» **Records for processing**:
* * * *

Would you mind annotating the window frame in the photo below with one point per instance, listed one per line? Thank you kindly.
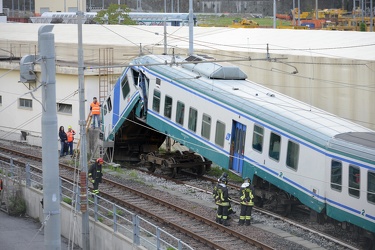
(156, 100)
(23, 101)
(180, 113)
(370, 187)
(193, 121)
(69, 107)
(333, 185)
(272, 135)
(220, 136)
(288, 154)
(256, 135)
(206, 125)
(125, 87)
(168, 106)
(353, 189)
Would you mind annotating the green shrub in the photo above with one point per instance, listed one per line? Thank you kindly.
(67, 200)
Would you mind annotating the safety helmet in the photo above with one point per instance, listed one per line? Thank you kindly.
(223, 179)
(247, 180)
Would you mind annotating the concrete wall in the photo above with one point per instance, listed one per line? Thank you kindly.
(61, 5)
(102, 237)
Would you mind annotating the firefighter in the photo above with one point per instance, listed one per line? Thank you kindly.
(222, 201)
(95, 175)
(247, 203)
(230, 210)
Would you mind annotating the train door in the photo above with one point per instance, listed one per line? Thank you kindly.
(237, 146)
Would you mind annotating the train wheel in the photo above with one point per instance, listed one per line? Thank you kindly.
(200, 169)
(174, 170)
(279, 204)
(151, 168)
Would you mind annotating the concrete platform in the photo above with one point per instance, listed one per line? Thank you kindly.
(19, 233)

* * * *

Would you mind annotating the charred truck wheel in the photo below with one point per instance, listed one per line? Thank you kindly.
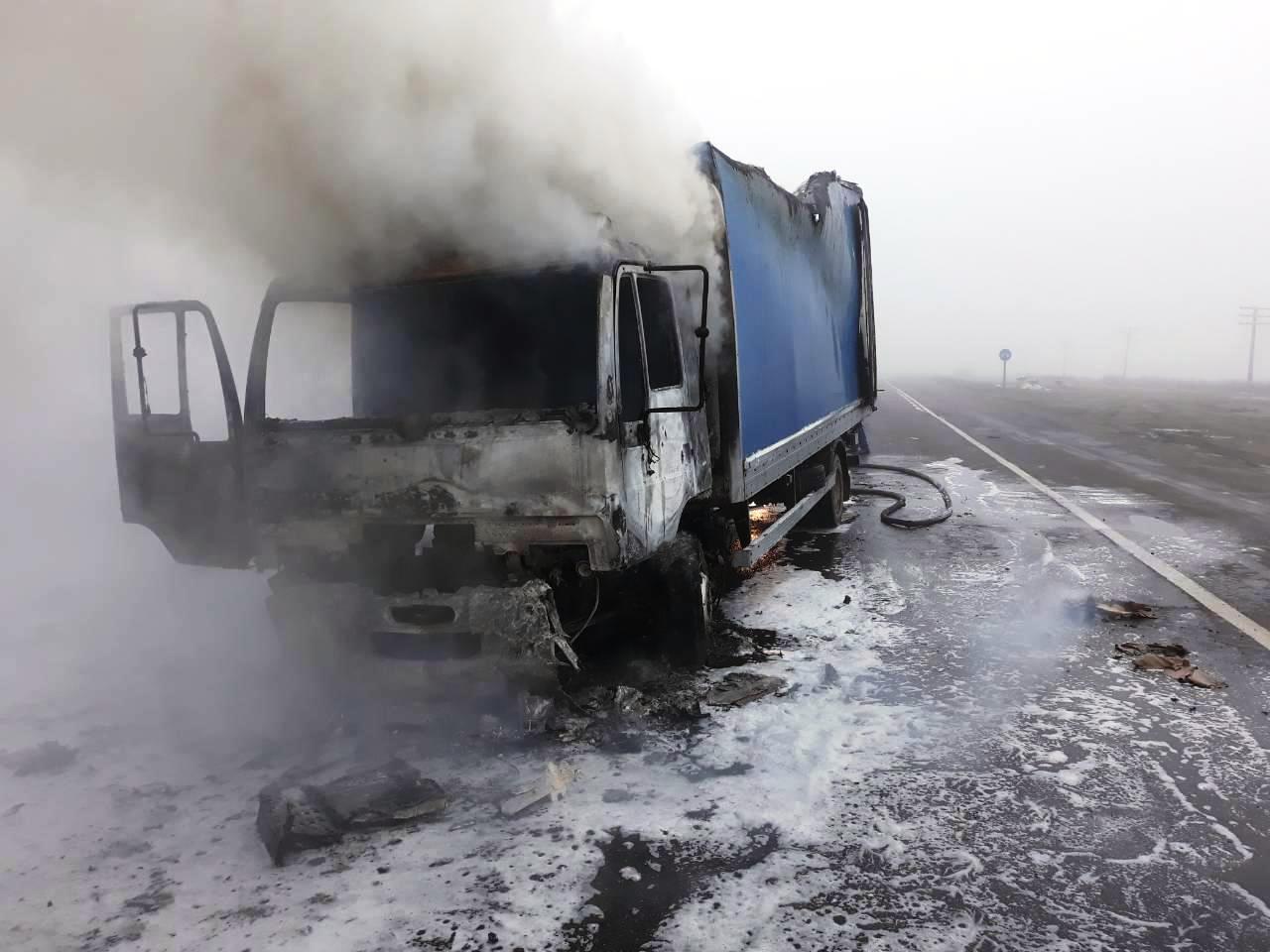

* * * *

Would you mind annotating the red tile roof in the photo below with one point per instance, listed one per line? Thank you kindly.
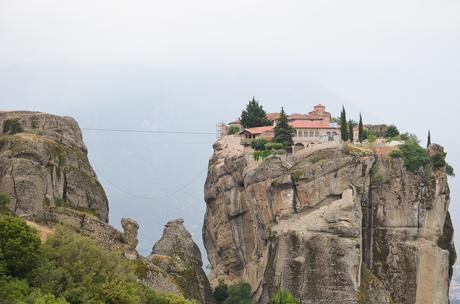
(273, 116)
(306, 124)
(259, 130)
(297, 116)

* * * *

From the rows above, report every line in which the word "train" appears.

Would you mind annotating the train door in the photo above with one point per instance, listed one per line? Thank you kindly.
Would you mind annotating the train wheel in the photo above with one point per instance, listed one per line? Thank you kindly.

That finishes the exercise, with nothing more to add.